DOCUMENT PASSAGE:
A quick comparison of Verducci’s 10 vs. my risky pitchers shows the following:

  • 3 pitchers we agree are risks (Lester, Pelfrey, Eveland)
  • 5 pitchers that I feel can handle it because of their pitch mix (i.e., lack of breaking pitches), body type, or irrational exuberance (Hamels, Billingsley, Lincecum, Danks, Jurrjens)
  • 2 pitchers I didn’t touch on – Kershaw (didn’t have enough major league pitches to qualify) and Niese (Met pitcher who didn’t make the team out of spring training)

It’ll be interesting to see how this plays out.  Verducci does claim a high level of success (“Of those 24 at-risk pitchers, 16 were hurt in that same season. Only one of the 24 pitchers managed to stay healthy and lower his ERA”) but does ‘healthy’ mean makes every single start?  For fantasy purposes, if Hamels misses 5 starts and pitches as effective as last year, that’s not going to disappoint drafters.  Peavy was injured in 2008 but the part that really hurt was his team wouldn’t score for him so his Wins tanked.

APPLY WHAT YOU READ:
**A)** In the saved entries, format the lines from the one containing "</instance>" through the one containing "negative clicks: (246, 268)" as a JSON list of strings, one string per line, with blank lines omitted.
**B)** Carry on the passage comparing Verducci's at-risk pitchers with the author's list from the point where it ends.

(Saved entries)
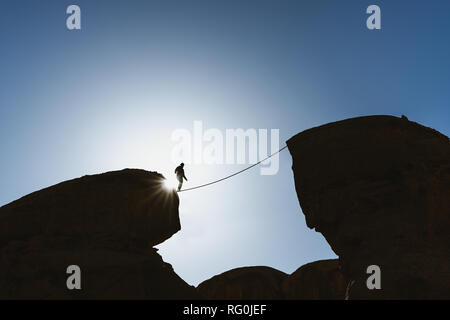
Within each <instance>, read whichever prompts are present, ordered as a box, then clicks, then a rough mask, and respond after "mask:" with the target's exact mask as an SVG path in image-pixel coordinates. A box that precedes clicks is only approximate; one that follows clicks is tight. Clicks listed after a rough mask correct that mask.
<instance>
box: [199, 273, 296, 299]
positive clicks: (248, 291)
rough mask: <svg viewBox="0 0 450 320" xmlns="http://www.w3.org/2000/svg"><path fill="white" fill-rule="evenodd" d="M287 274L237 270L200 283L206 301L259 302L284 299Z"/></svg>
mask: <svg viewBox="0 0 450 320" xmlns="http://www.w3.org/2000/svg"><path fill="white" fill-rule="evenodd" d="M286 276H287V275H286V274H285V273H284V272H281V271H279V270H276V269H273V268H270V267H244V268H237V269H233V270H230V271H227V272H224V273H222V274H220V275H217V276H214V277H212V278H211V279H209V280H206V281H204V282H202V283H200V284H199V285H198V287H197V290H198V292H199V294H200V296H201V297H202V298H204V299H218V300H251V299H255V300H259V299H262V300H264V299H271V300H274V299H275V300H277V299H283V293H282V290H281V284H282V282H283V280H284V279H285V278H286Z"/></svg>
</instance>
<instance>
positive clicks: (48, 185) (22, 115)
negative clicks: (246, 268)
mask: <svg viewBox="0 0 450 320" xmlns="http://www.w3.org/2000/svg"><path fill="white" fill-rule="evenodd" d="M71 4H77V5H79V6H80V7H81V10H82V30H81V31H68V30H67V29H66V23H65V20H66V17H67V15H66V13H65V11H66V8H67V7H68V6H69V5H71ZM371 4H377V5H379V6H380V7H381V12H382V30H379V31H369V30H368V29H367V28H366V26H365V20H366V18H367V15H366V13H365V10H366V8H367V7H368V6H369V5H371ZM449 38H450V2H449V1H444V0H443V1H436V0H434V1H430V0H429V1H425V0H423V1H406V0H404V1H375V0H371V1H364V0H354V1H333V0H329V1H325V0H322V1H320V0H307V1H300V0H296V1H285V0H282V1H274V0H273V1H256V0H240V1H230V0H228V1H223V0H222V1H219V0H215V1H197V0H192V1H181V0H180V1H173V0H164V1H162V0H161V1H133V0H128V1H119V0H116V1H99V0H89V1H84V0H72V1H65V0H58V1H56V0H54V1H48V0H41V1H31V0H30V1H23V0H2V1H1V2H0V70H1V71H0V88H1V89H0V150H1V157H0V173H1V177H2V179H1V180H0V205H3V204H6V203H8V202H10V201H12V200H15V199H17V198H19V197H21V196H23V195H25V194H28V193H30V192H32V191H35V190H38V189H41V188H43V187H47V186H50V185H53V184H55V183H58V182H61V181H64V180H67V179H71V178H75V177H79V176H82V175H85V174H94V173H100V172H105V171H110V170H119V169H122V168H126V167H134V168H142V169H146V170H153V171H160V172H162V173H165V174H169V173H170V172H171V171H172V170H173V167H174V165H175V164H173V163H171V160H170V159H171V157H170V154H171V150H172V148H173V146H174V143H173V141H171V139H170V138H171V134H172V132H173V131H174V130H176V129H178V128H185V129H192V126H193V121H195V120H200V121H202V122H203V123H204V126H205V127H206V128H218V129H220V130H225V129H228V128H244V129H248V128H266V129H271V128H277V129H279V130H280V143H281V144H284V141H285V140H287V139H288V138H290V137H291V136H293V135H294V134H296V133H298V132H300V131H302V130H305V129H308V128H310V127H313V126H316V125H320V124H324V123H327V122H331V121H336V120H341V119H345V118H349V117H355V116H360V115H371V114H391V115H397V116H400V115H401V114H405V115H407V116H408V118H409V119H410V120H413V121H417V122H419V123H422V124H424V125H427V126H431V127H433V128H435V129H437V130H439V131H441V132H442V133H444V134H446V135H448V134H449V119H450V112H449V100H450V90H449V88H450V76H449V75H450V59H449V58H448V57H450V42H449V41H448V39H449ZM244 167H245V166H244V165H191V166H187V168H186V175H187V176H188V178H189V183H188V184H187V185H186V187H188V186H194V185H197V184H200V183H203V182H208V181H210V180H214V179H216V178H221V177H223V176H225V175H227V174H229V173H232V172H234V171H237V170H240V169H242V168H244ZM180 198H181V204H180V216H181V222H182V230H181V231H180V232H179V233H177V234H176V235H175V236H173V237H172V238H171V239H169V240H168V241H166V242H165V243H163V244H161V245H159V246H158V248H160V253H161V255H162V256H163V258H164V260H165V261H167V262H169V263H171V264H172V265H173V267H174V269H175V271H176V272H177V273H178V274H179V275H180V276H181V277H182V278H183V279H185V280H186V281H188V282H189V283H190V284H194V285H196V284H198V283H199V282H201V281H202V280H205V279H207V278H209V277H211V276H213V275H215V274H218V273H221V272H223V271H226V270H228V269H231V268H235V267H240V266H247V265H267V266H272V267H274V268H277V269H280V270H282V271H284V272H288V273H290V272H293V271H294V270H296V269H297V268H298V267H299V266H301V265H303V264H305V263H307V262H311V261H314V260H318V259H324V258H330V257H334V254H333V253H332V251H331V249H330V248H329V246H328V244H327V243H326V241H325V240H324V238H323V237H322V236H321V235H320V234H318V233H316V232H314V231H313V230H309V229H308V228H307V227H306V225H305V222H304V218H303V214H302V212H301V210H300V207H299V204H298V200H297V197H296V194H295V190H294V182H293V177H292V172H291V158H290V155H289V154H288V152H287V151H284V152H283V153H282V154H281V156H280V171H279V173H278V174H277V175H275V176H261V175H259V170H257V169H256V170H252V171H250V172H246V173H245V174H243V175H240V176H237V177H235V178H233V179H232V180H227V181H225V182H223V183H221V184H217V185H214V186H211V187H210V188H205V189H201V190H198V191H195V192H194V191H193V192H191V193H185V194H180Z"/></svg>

ANSWERS TO THE PROBLEMS:
**A)**
[
  "</instance>",
  "<instance>",
  "positive clicks: (48, 185) (22, 115)",
  "negative clicks: (246, 268)"
]

**B)**
While on the subject of Verducci, I never voiced a POV on his book with Joe Torre – ‘The Yankee Years’.  I enjoyed it.  I think Torre was sincere in his comments (on other people) and Verducci did a good job writing and reporting around him.  The three things that still resonate are:

1) It’s surprising that Joe Torre put his name on a book like this.  He seemed the ‘keep it in the locker room” type.  This book takes swipes at several players not to Torre’s liking.  The A-Rod stuff, in particular, goes well beyond what is necessary (forgetting the A-Fraud nickname).

2) Joe Torre could’ve aimed his candor a little more at himself.  How could he not admit that he mismanaged bullpens and/or his success is completely dependent on having 1-2 rubber-armed middle relievers in his bullpen (like Jeff Nelson and Mike Stanton in 1996-2000)?  Torre must fantasize about a guy like Scot Shields.

3) Mike Mussina definitely doesn’t pull punches.  See this quote on Mariano Rivera.  I remember some other pretty harsh quotes about less likable fellows like Carl Pavano.  Definitely interesting to read but makes you wonder what he was really like as a teammate.